WRITTEN EXERCISE: Look in the data below for the line that contains "One keypoint belongs on each instance. Indicate the cornflake". Copy that line and the remaining lines exactly.

Coordinate annotation entries
___

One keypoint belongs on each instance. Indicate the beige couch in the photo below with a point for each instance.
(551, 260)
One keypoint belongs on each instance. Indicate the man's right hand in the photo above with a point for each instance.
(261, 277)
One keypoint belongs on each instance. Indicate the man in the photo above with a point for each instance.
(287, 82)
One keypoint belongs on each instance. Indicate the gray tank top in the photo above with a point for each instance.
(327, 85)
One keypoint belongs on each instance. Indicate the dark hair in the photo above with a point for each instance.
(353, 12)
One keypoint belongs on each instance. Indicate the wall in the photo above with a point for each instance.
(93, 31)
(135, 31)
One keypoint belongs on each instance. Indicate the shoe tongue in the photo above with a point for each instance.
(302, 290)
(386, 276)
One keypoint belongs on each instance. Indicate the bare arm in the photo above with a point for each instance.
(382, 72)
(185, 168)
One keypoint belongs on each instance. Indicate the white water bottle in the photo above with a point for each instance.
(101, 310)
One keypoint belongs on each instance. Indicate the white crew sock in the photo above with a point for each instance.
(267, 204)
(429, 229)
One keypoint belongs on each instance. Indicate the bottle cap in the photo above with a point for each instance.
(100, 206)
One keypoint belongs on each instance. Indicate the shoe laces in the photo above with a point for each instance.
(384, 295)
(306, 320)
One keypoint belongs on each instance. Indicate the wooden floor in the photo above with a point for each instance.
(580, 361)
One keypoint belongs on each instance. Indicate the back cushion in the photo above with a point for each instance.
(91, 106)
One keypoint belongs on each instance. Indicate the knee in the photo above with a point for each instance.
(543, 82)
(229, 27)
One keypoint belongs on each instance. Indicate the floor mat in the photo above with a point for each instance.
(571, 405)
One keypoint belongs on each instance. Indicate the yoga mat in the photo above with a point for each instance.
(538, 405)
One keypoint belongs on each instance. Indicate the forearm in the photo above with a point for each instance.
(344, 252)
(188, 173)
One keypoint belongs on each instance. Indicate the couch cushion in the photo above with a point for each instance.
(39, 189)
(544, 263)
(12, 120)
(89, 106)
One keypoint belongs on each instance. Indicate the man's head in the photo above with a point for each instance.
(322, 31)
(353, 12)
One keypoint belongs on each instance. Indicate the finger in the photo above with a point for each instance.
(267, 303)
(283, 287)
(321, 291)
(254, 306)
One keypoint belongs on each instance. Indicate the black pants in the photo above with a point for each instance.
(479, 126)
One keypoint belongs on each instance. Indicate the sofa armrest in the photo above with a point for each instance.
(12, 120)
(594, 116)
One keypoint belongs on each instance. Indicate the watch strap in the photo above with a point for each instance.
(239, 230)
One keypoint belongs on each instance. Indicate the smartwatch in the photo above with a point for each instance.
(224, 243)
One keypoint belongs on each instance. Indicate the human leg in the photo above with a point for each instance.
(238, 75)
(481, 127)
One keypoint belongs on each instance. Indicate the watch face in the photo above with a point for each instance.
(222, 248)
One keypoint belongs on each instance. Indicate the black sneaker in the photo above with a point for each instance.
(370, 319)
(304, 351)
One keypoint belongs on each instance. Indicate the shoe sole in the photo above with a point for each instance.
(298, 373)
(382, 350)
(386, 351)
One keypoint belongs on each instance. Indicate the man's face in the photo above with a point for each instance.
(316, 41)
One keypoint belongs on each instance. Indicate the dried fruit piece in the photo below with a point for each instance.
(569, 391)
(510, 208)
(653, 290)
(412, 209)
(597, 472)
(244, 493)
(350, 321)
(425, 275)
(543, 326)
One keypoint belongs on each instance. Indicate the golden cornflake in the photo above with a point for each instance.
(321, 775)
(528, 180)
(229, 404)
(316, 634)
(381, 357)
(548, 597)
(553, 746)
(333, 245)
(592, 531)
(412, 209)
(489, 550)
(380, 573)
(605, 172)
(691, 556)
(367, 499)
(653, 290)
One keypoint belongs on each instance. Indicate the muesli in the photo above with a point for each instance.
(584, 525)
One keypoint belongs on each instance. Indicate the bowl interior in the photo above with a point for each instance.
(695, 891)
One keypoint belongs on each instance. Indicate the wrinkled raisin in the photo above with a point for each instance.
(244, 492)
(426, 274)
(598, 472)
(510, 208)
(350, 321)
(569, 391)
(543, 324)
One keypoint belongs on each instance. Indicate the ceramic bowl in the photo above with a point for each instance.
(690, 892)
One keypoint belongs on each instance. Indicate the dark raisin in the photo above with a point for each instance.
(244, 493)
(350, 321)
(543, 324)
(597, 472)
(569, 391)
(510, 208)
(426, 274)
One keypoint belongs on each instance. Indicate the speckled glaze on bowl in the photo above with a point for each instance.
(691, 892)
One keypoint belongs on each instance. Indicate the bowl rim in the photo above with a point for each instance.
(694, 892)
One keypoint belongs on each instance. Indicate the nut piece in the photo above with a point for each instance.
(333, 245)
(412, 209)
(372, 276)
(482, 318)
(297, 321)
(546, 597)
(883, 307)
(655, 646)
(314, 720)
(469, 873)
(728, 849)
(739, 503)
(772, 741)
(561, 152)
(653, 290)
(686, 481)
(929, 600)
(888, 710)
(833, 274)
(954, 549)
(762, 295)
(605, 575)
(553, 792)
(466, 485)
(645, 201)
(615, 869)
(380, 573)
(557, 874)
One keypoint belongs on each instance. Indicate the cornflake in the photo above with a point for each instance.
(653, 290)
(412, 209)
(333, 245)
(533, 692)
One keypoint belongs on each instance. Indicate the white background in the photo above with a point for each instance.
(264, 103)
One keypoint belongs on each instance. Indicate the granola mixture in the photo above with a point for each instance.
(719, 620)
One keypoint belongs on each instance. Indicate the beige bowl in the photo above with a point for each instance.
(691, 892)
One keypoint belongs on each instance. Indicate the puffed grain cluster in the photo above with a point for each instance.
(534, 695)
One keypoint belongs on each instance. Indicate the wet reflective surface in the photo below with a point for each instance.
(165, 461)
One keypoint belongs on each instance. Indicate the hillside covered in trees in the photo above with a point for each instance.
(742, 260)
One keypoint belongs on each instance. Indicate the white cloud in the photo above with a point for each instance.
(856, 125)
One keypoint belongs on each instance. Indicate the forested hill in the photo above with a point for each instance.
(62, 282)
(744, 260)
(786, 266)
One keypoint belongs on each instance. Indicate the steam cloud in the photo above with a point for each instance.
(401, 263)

___

COMPLETED EXERCISE:
One keypoint belongs on each instance. Indicate the cornflake in the photo above with a point for each instance.
(653, 290)
(412, 209)
(333, 245)
(533, 692)
One keypoint belongs on each instance. Indicate the white background in the photo above with a point for each instance.
(264, 103)
One keypoint belongs on each instance. Indicate the granola mixture in the photo above with a point for each instance.
(719, 620)
One keypoint belongs on each instance. Indicate the beige bowl in the photo above with a point for each instance.
(691, 892)
One keypoint belongs on each instance. Indicate the puffed grain cluster in the photo above with a point for each instance.
(534, 695)
One keypoint belongs on each instance. Indicate the wet reflective surface in the photo below with a point for each instance.
(165, 461)
One keypoint belongs on each instance. Indicate the hillside covered in trees in the photo above with a point for each instance.
(742, 260)
One keypoint belongs on each instance. Indicate the white cloud in the photo above with a point for each instance.
(856, 125)
One keypoint belongs on each instance. Indicate the forested hill in the photo above with a point for each instance.
(62, 282)
(744, 260)
(786, 266)
One keypoint belongs on each instance. Indicate the steam cloud in the photo above with a point for each instance.
(401, 263)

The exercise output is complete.